Stated task -> Turn all of the data below into a numbered list with one item per line, leaving out any blank lines.

(Saved entries)
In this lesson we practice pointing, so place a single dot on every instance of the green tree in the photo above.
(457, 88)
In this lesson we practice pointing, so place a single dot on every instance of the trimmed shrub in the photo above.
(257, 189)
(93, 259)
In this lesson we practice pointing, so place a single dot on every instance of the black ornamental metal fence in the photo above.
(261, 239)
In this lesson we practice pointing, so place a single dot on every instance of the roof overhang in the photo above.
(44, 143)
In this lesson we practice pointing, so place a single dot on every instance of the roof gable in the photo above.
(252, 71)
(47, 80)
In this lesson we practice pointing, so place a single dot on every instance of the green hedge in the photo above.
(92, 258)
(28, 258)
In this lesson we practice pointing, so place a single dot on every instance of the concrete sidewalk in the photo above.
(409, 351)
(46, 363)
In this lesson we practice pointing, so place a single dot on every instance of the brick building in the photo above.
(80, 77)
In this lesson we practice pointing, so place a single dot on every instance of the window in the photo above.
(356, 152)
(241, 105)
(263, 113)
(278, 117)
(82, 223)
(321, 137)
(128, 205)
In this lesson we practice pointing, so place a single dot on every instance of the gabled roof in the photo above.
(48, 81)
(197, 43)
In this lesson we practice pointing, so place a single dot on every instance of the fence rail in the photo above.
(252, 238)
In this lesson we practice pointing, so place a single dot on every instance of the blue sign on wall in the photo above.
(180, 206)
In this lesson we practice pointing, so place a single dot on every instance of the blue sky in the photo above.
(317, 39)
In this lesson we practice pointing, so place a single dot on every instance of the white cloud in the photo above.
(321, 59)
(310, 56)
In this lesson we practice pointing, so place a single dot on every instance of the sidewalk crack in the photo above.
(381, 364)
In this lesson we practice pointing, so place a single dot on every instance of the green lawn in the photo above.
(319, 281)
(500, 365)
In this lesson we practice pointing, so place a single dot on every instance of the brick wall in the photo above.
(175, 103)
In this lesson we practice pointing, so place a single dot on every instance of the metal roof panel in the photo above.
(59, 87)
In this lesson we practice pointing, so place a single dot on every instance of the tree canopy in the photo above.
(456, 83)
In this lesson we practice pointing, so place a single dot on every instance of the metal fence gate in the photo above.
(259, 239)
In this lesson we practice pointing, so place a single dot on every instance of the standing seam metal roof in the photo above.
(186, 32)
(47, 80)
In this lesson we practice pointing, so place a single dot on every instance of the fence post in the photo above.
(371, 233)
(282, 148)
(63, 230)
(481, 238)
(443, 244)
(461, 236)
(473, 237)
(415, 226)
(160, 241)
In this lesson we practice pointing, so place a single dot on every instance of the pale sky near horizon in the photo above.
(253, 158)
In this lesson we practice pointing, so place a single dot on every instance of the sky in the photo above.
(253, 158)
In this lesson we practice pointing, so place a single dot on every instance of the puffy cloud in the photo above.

Task result ->
1. In this lesson we practice pointing, so place a single dot on every instance of the green tree in the photo above.
2. (457, 88)
3. In this lesson we practice pointing, so place a single dot on every instance of the trimmed shrub in the photo above.
4. (257, 189)
5. (93, 259)
6. In this lesson we practice pointing, so place a single dot on every instance of the black ornamental metal fence in the photo above.
7. (261, 239)
8. In this lesson we practice pointing, so place a single dot on every instance of the roof overhang in the photo above.
9. (44, 143)
10. In this lesson we practice pointing, so place a single dot on every instance of the roof gable in the photo above.
11. (252, 71)
12. (47, 80)
13. In this lesson we practice pointing, so place a single dot on every instance of the green hedge in the photo above.
14. (92, 258)
15. (28, 258)
16. In this lesson we practice pointing, so place a single dot on every instance of the concrete sidewalk in the photo above.
17. (409, 351)
18. (46, 363)
19. In this lesson we practice pointing, so place a single dot on every instance of the brick building in the photo above.
20. (80, 77)
21. In this lesson we practice pointing, so place a single dot on every instance of the window in the photo above.
22. (356, 152)
23. (241, 105)
24. (263, 113)
25. (278, 117)
26. (82, 223)
27. (321, 137)
28. (128, 205)
29. In this lesson we practice pointing, so place a single dot on every instance of the gabled roof in the photo above.
30. (48, 81)
31. (197, 43)
32. In this lesson we practice pointing, so place a single dot on every instance of the fence rail in the photo above.
33. (252, 238)
34. In this lesson we practice pointing, so place a single dot on every instance of the blue sign on wall in the photo above.
35. (180, 206)
36. In this lesson we practice pointing, so place a single dot on every instance of the blue sky in the photo above.
37. (317, 39)
38. In this lesson we practice pointing, so place a single dot on every instance of the white cloud in the photo above.
39. (321, 59)
40. (310, 56)
41. In this lesson we practice pointing, so place a single dot on every instance of the sidewalk crack in the photo above.
42. (381, 364)
43. In this lesson we practice pointing, so place a single dot on every instance of the green lawn in the photo above.
44. (319, 281)
45. (500, 365)
46. In this lesson we practice pointing, so place a single dot on every instance of the brick wall in the photo above.
47. (175, 103)
48. In this lesson we practice pointing, so place a single dot on every instance of the metal roof panel in the photo above.
49. (59, 87)
50. In this lesson we practice pointing, so place a single dot on every instance of the tree canopy in the photo above.
51. (456, 83)
52. In this lesson we practice pointing, so place a single dot on every instance of the metal fence gate in the photo above.
53. (259, 239)
54. In this lesson we practice pointing, so place a single dot on every instance of the standing seam metal roof in the photo above.
55. (186, 32)
56. (47, 80)
57. In this lesson we practice pointing, so place a single dot on every instance of the fence post in the photo above.
58. (371, 233)
59. (282, 148)
60. (63, 230)
61. (481, 238)
62. (443, 244)
63. (461, 236)
64. (473, 237)
65. (415, 226)
66. (160, 241)
67. In this lesson we practice pointing, so place a single dot on every instance of the pale sky near horizon in the photo above.
68. (253, 158)
69. In this lesson we practice pointing, so place a single dot on every instance of the sky in the photo above.
70. (253, 158)
71. In this lesson we practice pointing, so place a single dot on every instance of the puffy cloud in the photo above.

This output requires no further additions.